== Dataset excerpts ==

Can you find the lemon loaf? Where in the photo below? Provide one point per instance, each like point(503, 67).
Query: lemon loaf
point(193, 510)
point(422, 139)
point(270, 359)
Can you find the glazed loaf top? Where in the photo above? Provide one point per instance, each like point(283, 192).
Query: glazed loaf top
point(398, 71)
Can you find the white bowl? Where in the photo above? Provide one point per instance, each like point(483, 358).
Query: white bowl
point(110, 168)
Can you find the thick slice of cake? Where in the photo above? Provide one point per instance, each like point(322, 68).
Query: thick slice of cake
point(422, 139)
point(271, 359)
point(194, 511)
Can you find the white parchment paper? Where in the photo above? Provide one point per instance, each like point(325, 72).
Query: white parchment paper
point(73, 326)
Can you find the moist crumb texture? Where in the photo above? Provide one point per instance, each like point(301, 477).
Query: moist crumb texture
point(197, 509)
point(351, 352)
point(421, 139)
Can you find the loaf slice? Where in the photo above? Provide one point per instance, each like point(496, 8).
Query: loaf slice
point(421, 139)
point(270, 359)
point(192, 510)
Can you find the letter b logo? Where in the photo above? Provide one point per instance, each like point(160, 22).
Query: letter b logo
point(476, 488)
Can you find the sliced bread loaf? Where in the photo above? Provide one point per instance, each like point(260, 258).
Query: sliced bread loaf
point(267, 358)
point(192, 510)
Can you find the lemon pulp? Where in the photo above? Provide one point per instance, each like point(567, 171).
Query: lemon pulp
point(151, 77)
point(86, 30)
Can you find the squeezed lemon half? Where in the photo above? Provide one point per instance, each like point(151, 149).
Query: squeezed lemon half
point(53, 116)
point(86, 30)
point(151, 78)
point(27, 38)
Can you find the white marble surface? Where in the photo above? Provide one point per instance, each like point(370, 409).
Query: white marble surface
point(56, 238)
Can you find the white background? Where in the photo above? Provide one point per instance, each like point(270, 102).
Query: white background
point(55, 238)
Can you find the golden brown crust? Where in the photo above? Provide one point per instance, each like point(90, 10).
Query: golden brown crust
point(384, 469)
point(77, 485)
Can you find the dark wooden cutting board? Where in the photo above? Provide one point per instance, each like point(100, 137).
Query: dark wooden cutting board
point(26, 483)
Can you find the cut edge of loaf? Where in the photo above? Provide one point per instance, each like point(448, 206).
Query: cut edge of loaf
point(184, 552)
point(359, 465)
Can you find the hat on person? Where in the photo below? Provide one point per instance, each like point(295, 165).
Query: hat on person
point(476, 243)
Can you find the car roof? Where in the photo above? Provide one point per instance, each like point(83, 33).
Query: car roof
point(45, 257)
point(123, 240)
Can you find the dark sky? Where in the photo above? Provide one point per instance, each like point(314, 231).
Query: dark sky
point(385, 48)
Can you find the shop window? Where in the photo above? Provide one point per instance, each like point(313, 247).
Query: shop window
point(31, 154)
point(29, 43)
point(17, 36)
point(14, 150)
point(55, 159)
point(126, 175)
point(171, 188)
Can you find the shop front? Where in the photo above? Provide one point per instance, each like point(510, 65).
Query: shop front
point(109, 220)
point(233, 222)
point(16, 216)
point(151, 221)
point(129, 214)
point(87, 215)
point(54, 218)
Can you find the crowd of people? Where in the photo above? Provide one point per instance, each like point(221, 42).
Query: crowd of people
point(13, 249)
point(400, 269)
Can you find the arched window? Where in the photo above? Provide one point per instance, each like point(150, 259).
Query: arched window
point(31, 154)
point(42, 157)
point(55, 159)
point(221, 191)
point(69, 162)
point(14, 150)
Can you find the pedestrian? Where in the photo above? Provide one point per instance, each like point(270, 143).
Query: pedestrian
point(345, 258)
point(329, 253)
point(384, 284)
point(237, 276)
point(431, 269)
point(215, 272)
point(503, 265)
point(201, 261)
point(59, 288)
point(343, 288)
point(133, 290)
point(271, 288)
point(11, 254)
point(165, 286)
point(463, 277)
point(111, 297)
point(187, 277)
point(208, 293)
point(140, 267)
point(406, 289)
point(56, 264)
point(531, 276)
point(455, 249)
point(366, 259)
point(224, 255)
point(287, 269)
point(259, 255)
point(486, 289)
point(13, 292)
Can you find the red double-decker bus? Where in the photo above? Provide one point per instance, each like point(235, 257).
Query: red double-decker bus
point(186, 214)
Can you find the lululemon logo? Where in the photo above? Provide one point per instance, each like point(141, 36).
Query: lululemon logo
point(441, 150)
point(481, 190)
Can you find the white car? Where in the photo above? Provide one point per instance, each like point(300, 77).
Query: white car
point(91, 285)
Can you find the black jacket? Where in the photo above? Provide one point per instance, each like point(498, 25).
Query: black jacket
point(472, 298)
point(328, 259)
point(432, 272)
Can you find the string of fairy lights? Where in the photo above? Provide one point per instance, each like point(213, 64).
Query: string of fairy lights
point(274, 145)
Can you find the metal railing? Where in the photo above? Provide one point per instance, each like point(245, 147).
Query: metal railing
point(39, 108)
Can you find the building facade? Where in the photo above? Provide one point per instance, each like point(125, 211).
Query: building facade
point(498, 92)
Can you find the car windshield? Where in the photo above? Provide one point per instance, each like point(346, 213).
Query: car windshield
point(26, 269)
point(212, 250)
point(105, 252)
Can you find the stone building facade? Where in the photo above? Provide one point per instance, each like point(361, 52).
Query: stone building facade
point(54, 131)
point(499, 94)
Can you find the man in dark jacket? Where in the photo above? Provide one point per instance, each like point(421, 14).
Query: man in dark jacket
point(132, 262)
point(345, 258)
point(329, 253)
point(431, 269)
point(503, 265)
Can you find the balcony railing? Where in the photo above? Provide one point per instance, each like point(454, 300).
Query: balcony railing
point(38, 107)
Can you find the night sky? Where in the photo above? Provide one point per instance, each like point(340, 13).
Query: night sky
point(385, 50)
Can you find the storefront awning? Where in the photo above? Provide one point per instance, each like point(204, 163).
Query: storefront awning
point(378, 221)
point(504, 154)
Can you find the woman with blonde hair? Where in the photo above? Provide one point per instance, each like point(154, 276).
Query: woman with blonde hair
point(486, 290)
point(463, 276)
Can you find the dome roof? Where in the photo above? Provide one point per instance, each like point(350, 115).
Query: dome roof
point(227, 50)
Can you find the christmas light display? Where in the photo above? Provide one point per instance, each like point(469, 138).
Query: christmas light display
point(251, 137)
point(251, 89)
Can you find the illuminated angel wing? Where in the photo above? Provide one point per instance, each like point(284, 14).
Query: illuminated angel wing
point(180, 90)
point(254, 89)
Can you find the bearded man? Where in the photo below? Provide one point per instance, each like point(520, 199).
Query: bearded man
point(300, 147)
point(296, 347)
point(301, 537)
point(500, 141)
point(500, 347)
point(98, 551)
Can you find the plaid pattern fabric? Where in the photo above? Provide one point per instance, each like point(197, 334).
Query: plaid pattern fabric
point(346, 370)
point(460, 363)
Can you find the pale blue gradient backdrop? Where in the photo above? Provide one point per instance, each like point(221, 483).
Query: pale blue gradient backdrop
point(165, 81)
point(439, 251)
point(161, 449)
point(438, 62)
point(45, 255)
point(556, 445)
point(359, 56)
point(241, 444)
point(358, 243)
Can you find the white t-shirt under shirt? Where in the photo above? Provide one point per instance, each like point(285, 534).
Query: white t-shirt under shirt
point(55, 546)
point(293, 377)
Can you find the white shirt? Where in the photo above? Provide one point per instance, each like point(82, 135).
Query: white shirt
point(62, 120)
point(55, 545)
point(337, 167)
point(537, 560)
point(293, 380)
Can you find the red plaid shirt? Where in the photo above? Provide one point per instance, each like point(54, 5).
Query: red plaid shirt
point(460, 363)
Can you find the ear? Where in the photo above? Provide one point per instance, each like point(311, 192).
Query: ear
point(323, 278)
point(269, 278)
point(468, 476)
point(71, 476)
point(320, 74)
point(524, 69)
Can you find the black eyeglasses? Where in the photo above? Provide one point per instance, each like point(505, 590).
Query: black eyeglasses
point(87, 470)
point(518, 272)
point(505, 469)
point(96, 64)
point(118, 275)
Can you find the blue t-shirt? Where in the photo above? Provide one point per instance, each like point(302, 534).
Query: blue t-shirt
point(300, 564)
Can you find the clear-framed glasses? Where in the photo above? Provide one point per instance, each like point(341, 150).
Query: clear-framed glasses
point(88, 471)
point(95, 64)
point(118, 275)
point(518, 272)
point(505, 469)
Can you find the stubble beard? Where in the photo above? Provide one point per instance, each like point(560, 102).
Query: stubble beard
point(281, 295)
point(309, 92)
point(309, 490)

===

• [Aim]: Rewrite the material from the line with "Can you find the ear?" up to and including the line with "point(524, 69)", swapping "instance" for "occurrence" and leaving everything else unchanged.

• [Response to this exercise]:
Can you find the ear? Where in the photo above? Provide one point per occurrence, each like point(311, 192).
Query: ear
point(323, 278)
point(269, 278)
point(468, 476)
point(71, 476)
point(320, 74)
point(524, 69)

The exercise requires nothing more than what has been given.